▶ [Supplied passage]

The Year in Gritty: Birth of a New God

We don’t have to be monsters, but we can have a monster as our god. A god of justice, a god of righteous vengeance, a god of fire and fury, a god of Saturnalian fun.

Ken Layne is editor of Desert Oracle in Joshua Tree, California, and host of its companion broadcast and podcast, Desert Oracle Radio.

What were we obsessed with, invested in and plagued by in 2018? Hazlitt’s writers reflect on the issues, big and small.

Gritty is the dumb and ugly hockey mascot revealed by the Philadelphia Flyers on September 24 of this cursed year. Nothing was expected of it (of him?), beyond some local news coverage, some local outrage on Sports Twitter. But the world took notice, because Gritty is the visual and physical embodiment of the epic troll: weird on purpose, both frightening and idiotic, at turns lovable and violent, so “on brand” as to be stubbornly memorable even when you’d rather forget.

At seven feet tall and with a head made of wild orange hair dotted with googly eyes, Gritty is an epic troll. The Era picks its heroes and icons, and the people tasked with typing these “The Year In …” think pieces are left to come up with excuses for our society’s failings, the rapid de-evolution of Western Civilization, the lowness of our culture. And it doesn’t matter. Gritty will win because Gritty already won. That feeling you had when you first saw Gritty? That’s what it felt like when people first saw Elvis Presley on TV, or Darth Vader in a movie theater, or Joan of Arc leading the charge on Orléans in 1429, or when a sin-jowled Nixon punched his stubby V-sign fingers into the air before a helicopter hauled him away from the White House. Dread, love, fear, wonder, disgust. Whatever the emotion, it comes with the mark of things forever changed.

Does Gritty look and act like the meth-lab offspring of Doug Ford and Donald Trump? Yes, this is undeniably true. Is Gritty vulgar and foul-tempered? Watch the monster in ecstasy as he fondles his huge belly, or driven into a rage by a Mites On Ice child player during intermission. (Gritty picked up that kid and threw him in the penalty box, the same penalty box that Gritty destroyed in a separate fury on October 23.)

With each wantonly fireable offense—viciously bodychecking the goalies, shooting Flyers’ promotions staff in the back with the T-shirt gun, beating up Rangers fans after dumping popcorn in their hair, threatening to murder the Pittsburgh Penguins’ mascot—Gritty’s fame and influence grows. It is here where the Ford Nation/Deplorables parallels are impossible to deny.

Yet Gritty’s vile behavior is evidence not of privilege or fake populism, but of True Grit. It doesn’t matter that he’s the mascot for a $750-million NHL franchise. Gritty immediately transcended his late-capitalism brand origins. As the socialist quarterly Jacobin announced just days after the mascot’s debut: “Gritty is a worker.”

The inevitable Philadelphia protests timed for Trump’s visit on October 2 witnessed the birth of Gritty as an anti-billionaire working-class street brawler. If Trump finally allowed the racists and nationalists to start saying the quiet parts loud, Gritty gave the New Left permission to wear guillotine T-shirts they’d previously only “liked” on @dasharez0ne's Twitter feed, and the gall to demand and fight for a Green New Deal, to free the American left from asking permission anymore. Not for health care, not for good-paying jobs, not for free college, not for justice. Of course Gritty can take down the soft boys of the Alt-Right, but his ultimate goal (beyond eating Zamboni snow) is a joyfully chaotic destruction of Late Capitalism and its long-protected vulture class.

▶ [Information provided]
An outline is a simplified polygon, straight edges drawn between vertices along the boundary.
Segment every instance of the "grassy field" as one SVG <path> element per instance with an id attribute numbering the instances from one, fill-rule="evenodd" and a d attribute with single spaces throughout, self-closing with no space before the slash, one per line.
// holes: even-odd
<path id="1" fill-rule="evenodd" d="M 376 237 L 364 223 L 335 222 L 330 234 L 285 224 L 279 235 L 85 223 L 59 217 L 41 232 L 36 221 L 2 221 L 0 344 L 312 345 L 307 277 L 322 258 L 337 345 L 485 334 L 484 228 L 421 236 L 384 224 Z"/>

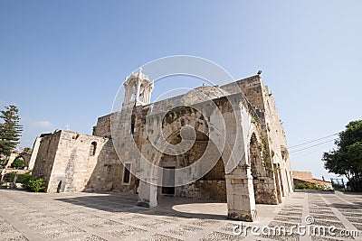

▶ [Directive 1]
Summarize the essay on Gritty in two sentences.
▶ [Directive 2]
Pick up the essay on Gritty after its final sentence and keep writing in the same voice.

▶ [Exercise result 1]
Gritty, the hockey mascot the Philadelphia Flyers unveiled on September 24, drew the world's attention as an epic troll, and his vulgar, violent antics, such as throwing a child player into the penalty box and bodychecking goalies, only made him more famous. Although he invites comparisons to Doug Ford and Donald Trump, the essay argues that his behavior shows True Grit rather than privilege, and after the October 2 protests against Trump he emerged as an anti-billionaire, working-class brawler whose goal is the joyfully chaotic destruction of Late Capitalism.

▶ [Exercise result 2]
Of course the mascot belongs to Philadelphia, the monster’s personality being the beloved stereotype of the chip-on-the-shoulder loud-mouth drunken Flyers’ fan (or player) living off Fireball Cinnamon Whiskey and cheese steaks and pills stolen from grandma. Brian Allen, a commercial artist and Penn State alumnus with a retro comic-book style, was contracted to come up with the mascot and presented 20 sketches. Flyers’ management “picked a big dumpy monster I had drawn as the starting point,” Allen said.

Of course it was the starting point. Gritty was born of a Jungian vision. The artist is the weapon of the muse.

And, as designed and intended, the instant revulsion shown for this “ghastly empty-eyed muppet” on global social media made him instantly and forever embraced by his hometown, a city where the trash is never picked up, a city that bombed itself, a city that calls itself the birthplace of liberty.

Within weeks of his birth, or unearthing, there was an official proclamation from the Philadelphia City Council: “WHEREAS, Gritty may be a hideous monster, but he is our hideous monster.” The tattoo parlors were already doing a brisk business in garish Gritty designs. The jack o’lanterns hurled by Philadelphia’s street urchins this past Halloween were mostly carved with variations of Gritty’s death grin. But the city now shares their deranged hockey monster with the world, with the rise of the new global left.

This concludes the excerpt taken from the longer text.